The data follows this line. Copy verbatim the line with "bag shown in this photo?" and each line after it to the end.

STORED RECORDS
= = = = = = =

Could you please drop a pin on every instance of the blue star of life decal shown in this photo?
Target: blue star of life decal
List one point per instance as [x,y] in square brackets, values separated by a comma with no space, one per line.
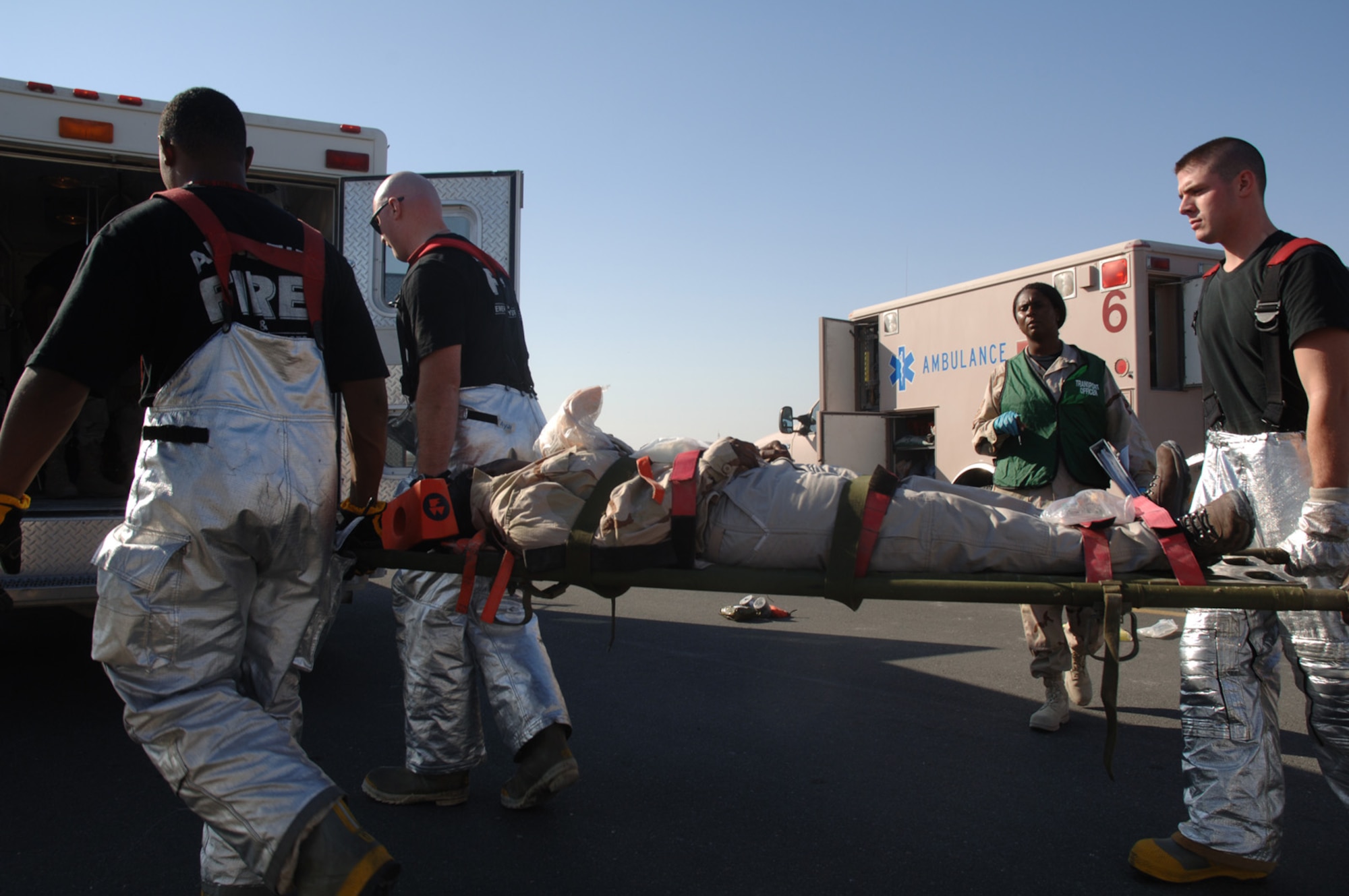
[902,367]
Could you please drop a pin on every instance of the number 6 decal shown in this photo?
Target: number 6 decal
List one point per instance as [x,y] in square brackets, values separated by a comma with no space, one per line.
[1115,316]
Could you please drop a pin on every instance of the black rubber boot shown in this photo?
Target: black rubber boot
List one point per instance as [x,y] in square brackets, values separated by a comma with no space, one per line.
[547,765]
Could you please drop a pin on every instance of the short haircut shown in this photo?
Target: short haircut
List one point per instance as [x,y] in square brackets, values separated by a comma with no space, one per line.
[204,122]
[1050,295]
[1228,157]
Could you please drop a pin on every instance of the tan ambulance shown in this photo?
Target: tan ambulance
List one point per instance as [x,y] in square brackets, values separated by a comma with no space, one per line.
[902,382]
[74,158]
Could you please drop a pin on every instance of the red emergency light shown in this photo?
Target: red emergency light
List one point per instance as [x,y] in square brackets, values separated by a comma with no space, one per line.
[1115,273]
[347,161]
[86,130]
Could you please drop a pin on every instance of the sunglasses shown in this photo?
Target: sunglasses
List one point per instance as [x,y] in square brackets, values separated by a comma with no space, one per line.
[374,219]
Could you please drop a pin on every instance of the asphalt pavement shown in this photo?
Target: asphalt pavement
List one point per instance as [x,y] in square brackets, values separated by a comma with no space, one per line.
[873,752]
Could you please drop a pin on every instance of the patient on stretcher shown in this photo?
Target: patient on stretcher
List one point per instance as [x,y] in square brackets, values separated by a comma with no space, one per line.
[772,513]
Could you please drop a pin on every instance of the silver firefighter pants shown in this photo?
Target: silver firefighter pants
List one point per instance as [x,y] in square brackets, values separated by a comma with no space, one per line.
[208,590]
[1230,678]
[447,655]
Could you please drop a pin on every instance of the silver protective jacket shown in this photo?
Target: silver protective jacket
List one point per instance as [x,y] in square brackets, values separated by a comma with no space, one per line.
[1230,668]
[208,590]
[449,655]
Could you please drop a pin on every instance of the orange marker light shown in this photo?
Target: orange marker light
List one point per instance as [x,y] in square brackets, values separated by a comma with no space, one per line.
[86,130]
[1115,273]
[347,161]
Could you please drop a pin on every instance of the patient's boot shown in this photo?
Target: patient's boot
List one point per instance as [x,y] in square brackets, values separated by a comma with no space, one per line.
[1172,485]
[1220,527]
[1056,710]
[1080,680]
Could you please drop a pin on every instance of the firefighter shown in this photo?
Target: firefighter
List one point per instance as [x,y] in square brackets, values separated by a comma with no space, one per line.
[466,369]
[214,587]
[1042,412]
[1274,342]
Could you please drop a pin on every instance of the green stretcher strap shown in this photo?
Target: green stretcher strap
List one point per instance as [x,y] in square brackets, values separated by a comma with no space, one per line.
[1111,675]
[587,521]
[841,570]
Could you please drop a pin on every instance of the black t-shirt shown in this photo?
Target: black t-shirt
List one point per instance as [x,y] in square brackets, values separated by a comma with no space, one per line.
[450,299]
[144,285]
[1315,287]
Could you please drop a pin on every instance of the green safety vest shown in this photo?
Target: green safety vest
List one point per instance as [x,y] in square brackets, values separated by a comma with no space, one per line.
[1064,429]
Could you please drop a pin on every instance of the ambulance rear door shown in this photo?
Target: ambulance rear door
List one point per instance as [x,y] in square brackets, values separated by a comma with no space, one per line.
[848,438]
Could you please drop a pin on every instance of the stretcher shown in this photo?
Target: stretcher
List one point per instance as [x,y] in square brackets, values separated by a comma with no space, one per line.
[1247,582]
[1250,580]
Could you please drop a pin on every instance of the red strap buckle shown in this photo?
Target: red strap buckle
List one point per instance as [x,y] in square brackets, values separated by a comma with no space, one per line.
[1180,555]
[1096,554]
[685,483]
[466,585]
[644,470]
[873,514]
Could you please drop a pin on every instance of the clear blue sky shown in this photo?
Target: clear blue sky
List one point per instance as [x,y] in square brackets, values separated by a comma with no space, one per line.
[705,180]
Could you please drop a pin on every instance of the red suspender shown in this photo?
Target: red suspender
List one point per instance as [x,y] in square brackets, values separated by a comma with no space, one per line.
[463,246]
[1289,249]
[308,264]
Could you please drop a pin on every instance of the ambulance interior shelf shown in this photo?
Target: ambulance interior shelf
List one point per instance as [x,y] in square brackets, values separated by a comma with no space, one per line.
[913,442]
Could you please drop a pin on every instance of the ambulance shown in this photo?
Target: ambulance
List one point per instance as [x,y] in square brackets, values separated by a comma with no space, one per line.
[74,158]
[902,382]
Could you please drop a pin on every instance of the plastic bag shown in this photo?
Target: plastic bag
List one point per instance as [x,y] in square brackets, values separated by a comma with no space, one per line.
[1091,505]
[574,425]
[663,451]
[1162,629]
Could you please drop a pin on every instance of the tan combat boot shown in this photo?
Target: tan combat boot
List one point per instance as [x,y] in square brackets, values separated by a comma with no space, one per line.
[1080,680]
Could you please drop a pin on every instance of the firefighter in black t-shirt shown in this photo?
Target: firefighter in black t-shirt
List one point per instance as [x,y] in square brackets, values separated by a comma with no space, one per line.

= = = = = = =

TASK ANSWER
Could you please drop a pin on every instance of the plastic bag shown in this photo?
Target: plastic bag
List one point per instance as [x,y] in square brackets, values separated by a comma with no space, one per line.
[1091,505]
[574,425]
[663,451]
[1162,629]
Could you please drop a pin on every instance of the tan combat boot shown in this photo?
Target: tan combat boot
List one point per instance as [x,y] in square brackets, values separated by a comma with no space, one per line.
[1080,680]
Could you please drop a pin on every instance of the firefighter in black t-shirt shown in this photo?
Target: firefighter in black t-shirt
List one point per instance as [x,y] in square brackets, values separated by a comma with no space, one per line.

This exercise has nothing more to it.